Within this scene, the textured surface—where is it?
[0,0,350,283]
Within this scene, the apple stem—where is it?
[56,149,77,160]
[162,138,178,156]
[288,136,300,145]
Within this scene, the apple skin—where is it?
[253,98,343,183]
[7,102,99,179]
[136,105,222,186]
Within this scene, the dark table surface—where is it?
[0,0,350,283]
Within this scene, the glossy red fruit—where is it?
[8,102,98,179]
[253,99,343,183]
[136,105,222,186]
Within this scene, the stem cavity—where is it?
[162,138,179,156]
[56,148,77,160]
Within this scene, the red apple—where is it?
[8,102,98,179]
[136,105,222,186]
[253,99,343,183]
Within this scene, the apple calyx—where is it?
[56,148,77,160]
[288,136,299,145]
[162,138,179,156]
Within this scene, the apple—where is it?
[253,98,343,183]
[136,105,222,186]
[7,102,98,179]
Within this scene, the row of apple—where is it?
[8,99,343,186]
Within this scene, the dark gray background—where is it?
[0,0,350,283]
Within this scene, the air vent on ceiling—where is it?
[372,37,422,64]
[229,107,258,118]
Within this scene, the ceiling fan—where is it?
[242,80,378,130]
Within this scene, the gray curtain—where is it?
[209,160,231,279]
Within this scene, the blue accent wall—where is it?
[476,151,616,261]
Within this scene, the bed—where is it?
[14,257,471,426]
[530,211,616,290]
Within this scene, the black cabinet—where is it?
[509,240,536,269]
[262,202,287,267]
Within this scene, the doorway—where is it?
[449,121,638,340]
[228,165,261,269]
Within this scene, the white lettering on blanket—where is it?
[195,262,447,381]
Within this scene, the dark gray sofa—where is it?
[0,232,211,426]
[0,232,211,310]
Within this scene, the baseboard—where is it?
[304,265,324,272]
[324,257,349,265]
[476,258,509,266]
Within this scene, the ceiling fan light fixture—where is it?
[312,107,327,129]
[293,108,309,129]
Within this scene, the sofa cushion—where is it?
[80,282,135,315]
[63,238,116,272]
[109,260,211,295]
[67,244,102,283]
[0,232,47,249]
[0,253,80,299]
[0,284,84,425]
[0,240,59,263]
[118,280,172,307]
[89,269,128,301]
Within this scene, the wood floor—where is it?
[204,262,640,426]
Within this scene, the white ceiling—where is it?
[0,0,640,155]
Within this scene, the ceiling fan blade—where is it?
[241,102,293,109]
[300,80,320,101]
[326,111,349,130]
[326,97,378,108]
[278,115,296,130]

========

DESCRIPTION OF THE TASK: Report each line from the rows above that contains the word "surface", copied in full. Case counts.

THE ANSWER:
Within this scene, the textured surface—where is it?
Within this scene, the dark table surface—where is it?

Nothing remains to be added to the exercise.